* begin EXERCISE MATERIAL *
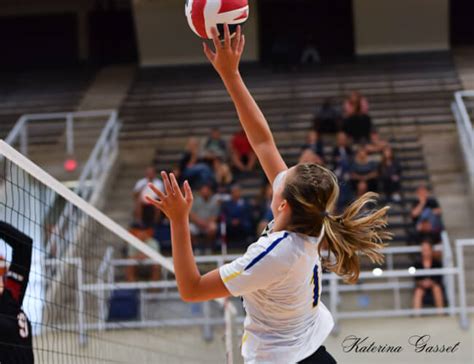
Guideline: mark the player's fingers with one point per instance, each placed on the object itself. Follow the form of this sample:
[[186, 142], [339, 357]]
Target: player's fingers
[[226, 37], [188, 193], [175, 185], [154, 202], [209, 53], [242, 44], [167, 183], [157, 191], [215, 39], [237, 38]]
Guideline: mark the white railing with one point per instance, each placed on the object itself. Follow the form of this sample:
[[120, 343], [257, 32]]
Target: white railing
[[465, 130], [100, 161], [390, 279]]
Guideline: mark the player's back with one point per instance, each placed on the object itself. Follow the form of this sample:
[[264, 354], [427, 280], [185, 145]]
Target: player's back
[[280, 281]]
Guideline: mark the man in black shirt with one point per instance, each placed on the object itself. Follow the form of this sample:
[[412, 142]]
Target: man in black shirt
[[15, 328]]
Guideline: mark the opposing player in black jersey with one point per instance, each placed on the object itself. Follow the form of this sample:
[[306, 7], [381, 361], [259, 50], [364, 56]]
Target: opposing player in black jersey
[[15, 328]]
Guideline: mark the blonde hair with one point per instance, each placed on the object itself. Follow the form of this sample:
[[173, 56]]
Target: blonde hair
[[312, 192]]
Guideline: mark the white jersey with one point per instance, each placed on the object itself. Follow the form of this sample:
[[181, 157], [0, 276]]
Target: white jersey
[[279, 278]]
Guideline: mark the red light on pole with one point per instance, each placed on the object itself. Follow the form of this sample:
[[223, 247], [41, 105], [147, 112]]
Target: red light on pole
[[70, 165]]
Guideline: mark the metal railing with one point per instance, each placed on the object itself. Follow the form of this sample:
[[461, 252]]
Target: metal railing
[[390, 279], [100, 161], [465, 130]]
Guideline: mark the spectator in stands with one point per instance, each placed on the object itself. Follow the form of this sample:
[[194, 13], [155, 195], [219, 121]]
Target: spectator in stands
[[237, 215], [328, 118], [243, 156], [145, 235], [191, 155], [376, 145], [342, 152], [265, 210], [355, 104], [223, 175], [309, 156], [3, 271], [428, 284], [204, 217], [144, 212], [364, 172], [423, 202], [193, 167], [357, 122], [215, 145], [390, 175], [314, 143]]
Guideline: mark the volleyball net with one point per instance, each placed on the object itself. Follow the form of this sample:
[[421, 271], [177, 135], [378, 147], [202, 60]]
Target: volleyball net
[[81, 310]]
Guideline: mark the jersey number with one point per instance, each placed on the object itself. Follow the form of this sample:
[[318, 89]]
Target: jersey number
[[23, 325], [315, 283]]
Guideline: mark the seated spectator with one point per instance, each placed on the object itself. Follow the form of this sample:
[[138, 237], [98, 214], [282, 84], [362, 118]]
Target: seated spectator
[[428, 284], [357, 122], [364, 172], [191, 155], [314, 143], [265, 214], [425, 201], [145, 235], [144, 212], [215, 146], [243, 156], [204, 217], [390, 175], [342, 151], [193, 167], [223, 175], [355, 104], [237, 215], [328, 118], [376, 145], [428, 227], [309, 156]]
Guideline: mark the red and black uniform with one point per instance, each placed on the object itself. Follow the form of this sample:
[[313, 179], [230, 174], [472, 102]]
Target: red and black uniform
[[15, 328]]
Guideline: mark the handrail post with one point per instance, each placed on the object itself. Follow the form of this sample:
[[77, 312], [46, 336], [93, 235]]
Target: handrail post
[[449, 280], [463, 319], [24, 139]]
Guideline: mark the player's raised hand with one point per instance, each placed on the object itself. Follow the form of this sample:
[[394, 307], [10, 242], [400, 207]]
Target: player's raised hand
[[172, 202], [227, 54]]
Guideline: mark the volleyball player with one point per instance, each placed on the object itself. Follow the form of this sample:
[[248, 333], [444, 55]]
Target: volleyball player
[[15, 328], [279, 277]]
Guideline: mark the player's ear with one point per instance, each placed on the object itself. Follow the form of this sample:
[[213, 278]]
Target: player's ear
[[283, 205]]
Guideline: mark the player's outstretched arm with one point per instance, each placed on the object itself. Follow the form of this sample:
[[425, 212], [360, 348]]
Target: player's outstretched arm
[[191, 285], [226, 59]]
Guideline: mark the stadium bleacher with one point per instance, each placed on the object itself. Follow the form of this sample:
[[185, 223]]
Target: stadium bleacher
[[405, 93], [41, 91]]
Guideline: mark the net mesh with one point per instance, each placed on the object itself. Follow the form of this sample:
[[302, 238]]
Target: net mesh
[[70, 321]]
* end EXERCISE MATERIAL *
_DO THIS_. Leave out the pictures and give the listing above again exactly.

_CORRECT RESULT_.
Guideline: mark the player's fingers with one point per instance, each placed on the object itself. Follow the form of this sample:
[[186, 142], [339, 357]]
Target: player's fingers
[[226, 37], [188, 193], [175, 185], [154, 202], [209, 53], [242, 44], [167, 183], [157, 191], [215, 39], [237, 38]]
Guideline: mark the white railing with one point per instance, each placed on the object itself. Follow the form of this sample:
[[120, 343], [257, 32]]
Target: white railing
[[465, 130], [100, 161], [390, 279]]
Guideline: mark the player's back with one point per instance, each placed on the object itself. Follow the form of this sample:
[[264, 354], [427, 280], [185, 145]]
Target: player's back
[[280, 281]]
Guideline: mark the man in black shirt with one point per instance, each placed on the object itself. Follow the form of this sample:
[[412, 142]]
Target: man in black shirt
[[15, 328]]
Guideline: mark the opposing player in black jersey with one point per instance, each placed on the object itself. Follow the form of this sample:
[[306, 7], [381, 361], [259, 50], [364, 56]]
Target: opposing player in black jersey
[[15, 328]]
Guideline: mark the blonde hair with one point per instance, each placed on the object itself. Follow the form of this sample:
[[173, 56]]
Target: blonde hair
[[312, 192]]
Guideline: mark the white jersey with one point per instance, each placed on the object itself. Follow the form of this sample:
[[181, 157], [0, 276]]
Target: white jersey
[[279, 278]]
Guideline: mark the red light on pole with one point per instance, each placed on the object itself. Follow the form of this sample:
[[223, 247], [41, 105], [147, 112]]
Target: red light on pole
[[70, 165]]
Guideline: mark the metal railing with one point per instance, each placed on the object itself. Follow the form of this sample:
[[461, 252]]
Target: metal railing
[[390, 279], [100, 161], [465, 130]]
Guideline: mark the spectator in stands with one point per instance, each placed on the object itself. Follow the form of this sample:
[[194, 13], [155, 195], [219, 121]]
Target: spectator in stands
[[237, 215], [328, 118], [243, 156], [145, 235], [191, 155], [376, 145], [342, 152], [265, 210], [355, 104], [223, 175], [309, 156], [3, 271], [428, 284], [204, 217], [144, 212], [364, 172], [423, 202], [193, 167], [357, 122], [215, 145], [390, 175], [314, 143]]
Guideline: mark the volleyball net with one point per instance, each placed on the object itself. Follow the form of this sample:
[[421, 271], [177, 135], [378, 147], [202, 60]]
Target: volleyball net
[[81, 310]]
Guideline: mark the jersey number with one point per instance, each placed on the object itself. Follow the form of this sample:
[[318, 89]]
Target: jersey number
[[23, 325], [315, 283]]
Guideline: mark the seated spectator with one point per instance, each placed on the object itself. Follow the form of this sample:
[[138, 237], [98, 214], [282, 84], [362, 118]]
Target: seated spectator
[[428, 284], [357, 122], [364, 172], [191, 155], [314, 143], [265, 214], [425, 201], [145, 235], [144, 212], [215, 146], [243, 156], [204, 217], [390, 175], [342, 151], [193, 167], [223, 175], [355, 104], [237, 215], [328, 118], [376, 145], [428, 227], [309, 156]]
Guideline: mark the red and black uniform with one point per instance, each placed on the object itself. Follow the form of this sample:
[[313, 179], [230, 174], [472, 102]]
Target: red and black uniform
[[15, 328]]
Guideline: mark the handrail post with one point per instance, each placed on the object itself. Follow the form of this sample:
[[77, 312], [46, 336], [93, 235]]
Target: handrail post
[[449, 280], [463, 319], [24, 139]]
Guideline: mark the player's raised hand with one point per instance, each placed on the object itself. Follow the form of this sample:
[[394, 307], [10, 242], [400, 207]]
Target: player's raised hand
[[172, 202], [227, 54]]
Guideline: mark the volleyball player with one point per instance, each placed on the object itself. Follow the form of this sample:
[[248, 333], [444, 55]]
Target: volleyball player
[[15, 328], [279, 277]]
Guideline: mark the player's ear with one point per instance, each placed on the object itself. Follow the form of this sample:
[[213, 278]]
Target: player's ear
[[283, 205]]
Guideline: mark the player's outstretched arm with one point per instance, each placed on the object itself. Follow the form of this sample:
[[425, 212], [360, 348]]
Target: player's outstretched arm
[[191, 285], [226, 59]]
Guideline: mark the stadium bleacher with one point per instance, each placed on the object itself. Follow the form of this sample:
[[185, 223]]
Target: stadium bleacher
[[405, 93], [41, 91]]
Guideline: mark the net mesh with one point per instance, each placed on the object itself. Follow the form of this sample:
[[302, 238]]
Target: net mesh
[[70, 321]]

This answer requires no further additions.